**WHAT YOU ARE ASKED TO DO:** Retype, exactly as they appear below, the lines between the line holding "the daffodil clump." and the line holding "yellow daffodil flower.", both ends included.

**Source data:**
Start of Block
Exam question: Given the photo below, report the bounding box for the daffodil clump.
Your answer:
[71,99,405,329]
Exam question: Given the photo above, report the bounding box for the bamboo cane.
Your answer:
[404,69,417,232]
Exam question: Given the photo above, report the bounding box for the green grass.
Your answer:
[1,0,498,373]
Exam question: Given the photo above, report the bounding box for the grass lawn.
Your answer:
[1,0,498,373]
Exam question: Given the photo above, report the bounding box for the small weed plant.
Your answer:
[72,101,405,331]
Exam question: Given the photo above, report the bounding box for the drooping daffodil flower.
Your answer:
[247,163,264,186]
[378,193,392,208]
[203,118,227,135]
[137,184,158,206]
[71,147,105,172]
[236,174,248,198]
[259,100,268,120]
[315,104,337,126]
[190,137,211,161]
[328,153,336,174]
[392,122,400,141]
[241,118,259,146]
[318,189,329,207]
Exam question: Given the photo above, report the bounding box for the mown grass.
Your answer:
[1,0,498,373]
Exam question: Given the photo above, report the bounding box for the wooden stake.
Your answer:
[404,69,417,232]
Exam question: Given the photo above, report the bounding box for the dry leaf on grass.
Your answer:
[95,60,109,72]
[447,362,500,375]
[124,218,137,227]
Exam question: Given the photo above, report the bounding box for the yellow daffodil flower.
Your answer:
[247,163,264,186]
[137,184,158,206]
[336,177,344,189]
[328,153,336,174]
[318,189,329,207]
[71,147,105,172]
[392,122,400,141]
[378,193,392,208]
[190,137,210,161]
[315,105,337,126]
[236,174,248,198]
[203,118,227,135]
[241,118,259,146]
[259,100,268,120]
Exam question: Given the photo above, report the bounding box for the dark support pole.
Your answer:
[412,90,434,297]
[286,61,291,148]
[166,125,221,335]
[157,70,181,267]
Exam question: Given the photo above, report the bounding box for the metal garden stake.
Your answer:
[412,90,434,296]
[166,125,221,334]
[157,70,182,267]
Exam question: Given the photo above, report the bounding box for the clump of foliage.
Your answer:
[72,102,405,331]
End of Block
Start of Block
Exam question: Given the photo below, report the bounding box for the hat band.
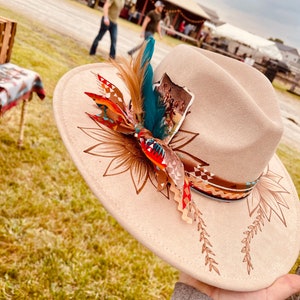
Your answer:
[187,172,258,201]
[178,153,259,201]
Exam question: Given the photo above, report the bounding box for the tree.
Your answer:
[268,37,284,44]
End of Block
**ANSWER BELOW:**
Exam question: Given the photo below, report the bounding box for the daffodil clump.
Your answer:
[71,99,405,329]
Exam question: Given the photo above, report the bounding box for the bamboo cane.
Your answer:
[404,69,417,232]
Exam question: Given the photo above, report the bounding box for the green grass.
Your answer:
[1,0,498,373]
Exam question: Given the photo above, report the bounding box for the grass lawn.
Your answer:
[1,0,498,373]
Exam question: Given the photo above, report the bounding box for the small weed plant.
Your answer:
[72,101,405,331]
Exam question: Given the photo above, report the bounding box for the drooping daffodil flower.
Your answer:
[247,163,264,186]
[378,193,392,208]
[203,118,227,135]
[137,184,158,206]
[71,147,105,172]
[236,174,248,198]
[259,100,268,120]
[315,104,337,126]
[190,137,211,161]
[328,153,336,174]
[392,122,400,141]
[241,118,259,146]
[318,189,329,207]
Exam question: Given the photo above, report the bounding box for the mown grass.
Your answer:
[1,0,498,373]
Exam question: Given the photo above, report the bounding box for the wooden stake.
Your answer:
[404,69,417,232]
Exam question: Given the photo above, report the bounding box for the dry leaf on grass.
Your answer:
[95,60,109,72]
[447,362,500,375]
[124,218,137,227]
Exam question: Given the photo above, report the bounding box for the yellow daffodil flower.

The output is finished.